GIVEN TASK: Format every line of the listing below as a JSON array of strings, one string per line, with blank lines dropped and the pictures left out.

RECORDS SUPPLIED:
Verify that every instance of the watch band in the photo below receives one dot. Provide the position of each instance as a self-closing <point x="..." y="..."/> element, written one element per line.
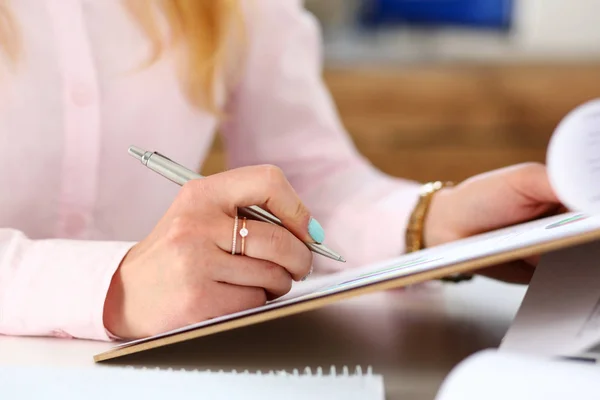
<point x="414" y="240"/>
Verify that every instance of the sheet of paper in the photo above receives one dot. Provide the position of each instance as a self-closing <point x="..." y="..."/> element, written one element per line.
<point x="560" y="314"/>
<point x="491" y="375"/>
<point x="118" y="383"/>
<point x="573" y="158"/>
<point x="472" y="248"/>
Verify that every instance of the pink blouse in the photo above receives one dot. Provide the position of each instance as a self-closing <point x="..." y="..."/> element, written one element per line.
<point x="73" y="201"/>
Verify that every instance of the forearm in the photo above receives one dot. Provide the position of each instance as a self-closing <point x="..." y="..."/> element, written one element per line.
<point x="55" y="287"/>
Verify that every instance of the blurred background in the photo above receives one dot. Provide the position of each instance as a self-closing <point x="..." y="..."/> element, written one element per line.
<point x="445" y="89"/>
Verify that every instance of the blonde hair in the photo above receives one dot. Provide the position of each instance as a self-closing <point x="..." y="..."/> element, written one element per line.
<point x="206" y="29"/>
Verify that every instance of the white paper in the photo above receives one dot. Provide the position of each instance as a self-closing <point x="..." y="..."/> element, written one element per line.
<point x="573" y="159"/>
<point x="560" y="314"/>
<point x="117" y="383"/>
<point x="491" y="375"/>
<point x="475" y="247"/>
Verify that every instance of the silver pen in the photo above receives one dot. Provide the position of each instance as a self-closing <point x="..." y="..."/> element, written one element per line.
<point x="180" y="175"/>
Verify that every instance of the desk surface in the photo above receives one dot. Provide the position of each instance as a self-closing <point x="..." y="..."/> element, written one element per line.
<point x="413" y="337"/>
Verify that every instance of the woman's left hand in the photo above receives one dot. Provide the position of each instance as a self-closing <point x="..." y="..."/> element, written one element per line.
<point x="490" y="201"/>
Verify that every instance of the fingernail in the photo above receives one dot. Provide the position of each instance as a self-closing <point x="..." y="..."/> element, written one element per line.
<point x="307" y="275"/>
<point x="315" y="230"/>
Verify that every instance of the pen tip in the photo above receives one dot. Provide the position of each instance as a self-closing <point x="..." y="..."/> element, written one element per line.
<point x="136" y="152"/>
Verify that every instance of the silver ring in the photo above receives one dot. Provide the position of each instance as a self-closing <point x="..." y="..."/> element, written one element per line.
<point x="234" y="242"/>
<point x="243" y="233"/>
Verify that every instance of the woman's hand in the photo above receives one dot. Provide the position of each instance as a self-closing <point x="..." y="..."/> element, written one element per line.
<point x="490" y="201"/>
<point x="184" y="272"/>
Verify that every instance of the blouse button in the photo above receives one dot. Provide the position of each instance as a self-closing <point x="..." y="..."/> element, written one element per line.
<point x="61" y="334"/>
<point x="75" y="224"/>
<point x="82" y="94"/>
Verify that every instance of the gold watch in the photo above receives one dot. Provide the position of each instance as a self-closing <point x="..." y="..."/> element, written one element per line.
<point x="414" y="240"/>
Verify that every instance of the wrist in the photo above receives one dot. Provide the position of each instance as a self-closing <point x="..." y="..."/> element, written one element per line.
<point x="437" y="227"/>
<point x="421" y="232"/>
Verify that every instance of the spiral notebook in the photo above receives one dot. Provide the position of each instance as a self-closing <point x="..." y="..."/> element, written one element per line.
<point x="573" y="171"/>
<point x="126" y="383"/>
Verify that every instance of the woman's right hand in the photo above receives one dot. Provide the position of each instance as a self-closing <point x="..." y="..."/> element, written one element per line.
<point x="183" y="272"/>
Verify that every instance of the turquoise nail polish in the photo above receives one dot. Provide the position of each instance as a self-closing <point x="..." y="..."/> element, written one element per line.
<point x="315" y="230"/>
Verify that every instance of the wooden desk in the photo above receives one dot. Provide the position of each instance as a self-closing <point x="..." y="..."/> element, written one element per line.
<point x="413" y="337"/>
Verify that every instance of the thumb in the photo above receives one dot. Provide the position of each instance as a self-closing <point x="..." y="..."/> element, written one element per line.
<point x="531" y="181"/>
<point x="267" y="187"/>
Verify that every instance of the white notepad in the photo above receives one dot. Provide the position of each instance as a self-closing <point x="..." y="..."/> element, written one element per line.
<point x="128" y="383"/>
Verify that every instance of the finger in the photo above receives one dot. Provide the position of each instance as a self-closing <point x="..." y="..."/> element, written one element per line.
<point x="246" y="271"/>
<point x="268" y="186"/>
<point x="531" y="181"/>
<point x="267" y="242"/>
<point x="517" y="272"/>
<point x="226" y="299"/>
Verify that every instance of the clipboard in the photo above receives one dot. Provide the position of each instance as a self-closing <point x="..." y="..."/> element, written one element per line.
<point x="462" y="256"/>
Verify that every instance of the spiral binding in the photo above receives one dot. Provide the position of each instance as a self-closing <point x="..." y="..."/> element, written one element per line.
<point x="307" y="372"/>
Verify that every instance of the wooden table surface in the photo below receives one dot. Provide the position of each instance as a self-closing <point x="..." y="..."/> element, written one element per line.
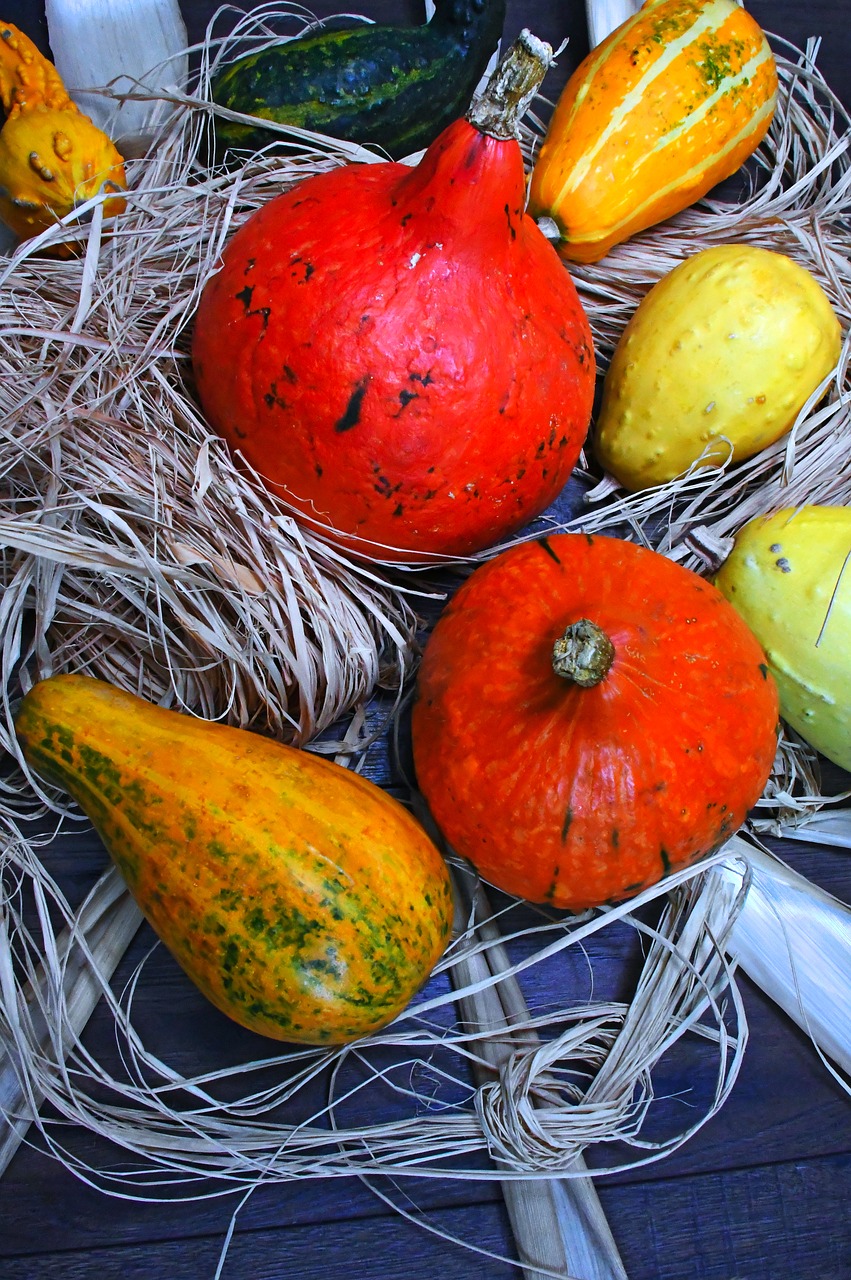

EXERCISE RESPONSE:
[
  "Verify that every instance of the watch band in the photo below receives one dot. Provide the position of each instance as a self-closing <point x=\"...\" y=\"...\"/> element, written one element per line.",
  "<point x=\"414\" y=\"240\"/>",
  "Verify that every instance of the sheet of paper in the photo above receives one dot. Provide the position of each instance as a self-closing <point x=\"...\" y=\"...\"/> element, written one element per line.",
  "<point x=\"560\" y=\"314\"/>",
  "<point x=\"491\" y=\"375\"/>",
  "<point x=\"118\" y=\"383\"/>",
  "<point x=\"573\" y=\"158\"/>",
  "<point x=\"472\" y=\"248\"/>",
  "Verify that every instance of the pink blouse in the photo above receives one dot. Provide the position of each instance as a self-closing <point x=\"...\" y=\"...\"/> element, written one element per line.",
  "<point x=\"73\" y=\"201\"/>",
  "Verify that every instance of the forearm in the photo above receives one dot. Provide the position of each instance as a self-closing <point x=\"...\" y=\"...\"/> element, written one element per line.",
  "<point x=\"55\" y=\"287\"/>",
  "Verify that every instance of the blurred background in the photo above receives one dot. Provide the position of each instance as a self-closing <point x=\"...\" y=\"...\"/> element, written one element per line.",
  "<point x=\"445\" y=\"89\"/>",
  "Verify that every instance of the blonde hair in the photo above receives one dot. Provide the position of each instance as a self-closing <point x=\"...\" y=\"...\"/> element, written one element per line.",
  "<point x=\"206\" y=\"29\"/>",
  "Verify that every instance of the white paper in the photo above receives one dot. Provide the position of each instance as a self-closing <point x=\"...\" y=\"...\"/> element, written one element per line.",
  "<point x=\"573\" y=\"159\"/>",
  "<point x=\"560\" y=\"314\"/>",
  "<point x=\"117\" y=\"383\"/>",
  "<point x=\"491\" y=\"375\"/>",
  "<point x=\"475\" y=\"247\"/>",
  "Verify that every instance of the silver pen in the photo above receives one dot. Provide the position of each instance as a self-closing <point x=\"...\" y=\"...\"/> element, written one element per line.",
  "<point x=\"180\" y=\"175\"/>",
  "Verify that every instance of the desk surface in the photo above receives one dot. Provide the position of each instance as a self-closing <point x=\"...\" y=\"...\"/> element, written one element per line.",
  "<point x=\"413\" y=\"337\"/>",
  "Verify that every instance of the woman's left hand in the photo above receives one dot. Provide the position of each instance as a self-closing <point x=\"...\" y=\"...\"/> element, written one element per line.",
  "<point x=\"490\" y=\"201\"/>",
  "Verify that every instance of the fingernail in the photo above receives one dot. Provide the position of each instance as a self-closing <point x=\"...\" y=\"...\"/> element, written one element per line.",
  "<point x=\"307\" y=\"275\"/>",
  "<point x=\"315\" y=\"230\"/>",
  "Verify that every instance of the pen tip in the photo above receives one dot. Provide the position of each instance as a self-closing <point x=\"...\" y=\"...\"/> element, written one element per line.",
  "<point x=\"136\" y=\"152\"/>",
  "Verify that every instance of the silver ring in the photo above receives one dot. Provide the position of each instance as a self-closing <point x=\"...\" y=\"...\"/> element, written one element per line.",
  "<point x=\"234\" y=\"242\"/>",
  "<point x=\"243\" y=\"233\"/>",
  "Verify that every instance of the woman's hand in the photo above receives one dot. Provide the position of each instance as a self-closing <point x=\"...\" y=\"...\"/> element, written one element per line.",
  "<point x=\"490\" y=\"201\"/>",
  "<point x=\"184\" y=\"272\"/>",
  "Verify that every instance of the blouse button in the photo above receives one dot. Provide the position of each instance as a self-closing <point x=\"...\" y=\"...\"/> element, written one element per line.",
  "<point x=\"61\" y=\"334\"/>",
  "<point x=\"75\" y=\"224\"/>",
  "<point x=\"82\" y=\"94\"/>",
  "Verify that every instance of the gold watch in the photo above receives one dot. Provide the position of each instance as a self-closing <point x=\"...\" y=\"...\"/> element, written one element per line.",
  "<point x=\"414\" y=\"240\"/>",
  "Verify that every instance of the wrist in the photo above receives one dot. Provide the position of each instance as a self-closing <point x=\"...\" y=\"...\"/> element, written one element per line.",
  "<point x=\"437\" y=\"227\"/>",
  "<point x=\"421\" y=\"232\"/>",
  "Verify that every instance of the spiral notebook in the photo above receives one dot. Provide the position of each instance as a self-closing <point x=\"...\" y=\"...\"/> element, written one element per line.",
  "<point x=\"573\" y=\"171\"/>",
  "<point x=\"126\" y=\"383\"/>",
  "Verify that every instance of the woman's right hand in the photo above receives one dot. Provide the position of each instance as a self-closing <point x=\"...\" y=\"...\"/> element, written one element per line.",
  "<point x=\"183\" y=\"272\"/>",
  "Verify that every instance of the turquoise nail polish in the photo above receives one dot. Provide the position of each instance as a self-closing <point x=\"...\" y=\"...\"/> element, written one element per line.",
  "<point x=\"315\" y=\"230\"/>",
  "Verify that every instance of the wooden desk in the photo above receives one dot. Provide the position of each instance as a self-closing <point x=\"...\" y=\"...\"/> element, written one element per line.",
  "<point x=\"413\" y=\"337\"/>",
  "Verify that every instance of the thumb in the photo above receives one dot. Provide the position of each instance as a self-closing <point x=\"...\" y=\"...\"/> element, written one element per line.",
  "<point x=\"531\" y=\"181\"/>",
  "<point x=\"267\" y=\"187\"/>",
  "Verify that every instance of the white notepad in the photo above receives one dot. Provide the position of each instance as a self-closing <point x=\"...\" y=\"...\"/> element, written one element per line.",
  "<point x=\"128\" y=\"383\"/>",
  "Verify that every instance of the finger in the photo above receives one dot. Provide the position of each instance as a self-closing <point x=\"...\" y=\"...\"/> element, written one element per line.",
  "<point x=\"246\" y=\"271\"/>",
  "<point x=\"268\" y=\"186\"/>",
  "<point x=\"531\" y=\"181\"/>",
  "<point x=\"267\" y=\"242\"/>",
  "<point x=\"517\" y=\"272\"/>",
  "<point x=\"226\" y=\"299\"/>",
  "Verify that every instance of the clipboard in the photo above receives one dot. Provide the position of each instance as a self-closing <point x=\"...\" y=\"...\"/> element, written one element per line.",
  "<point x=\"462\" y=\"256\"/>",
  "Verify that every instance of the spiral binding in the photo above receives one dot. Provide the position of each instance as a self-closing <point x=\"...\" y=\"...\"/> element, written one element per line.",
  "<point x=\"307\" y=\"372\"/>",
  "Verify that every instance of the wooden table surface in the photo below receives one dot. Provide the position of each instance as a self-closing <point x=\"...\" y=\"...\"/> element, written one element per line."
]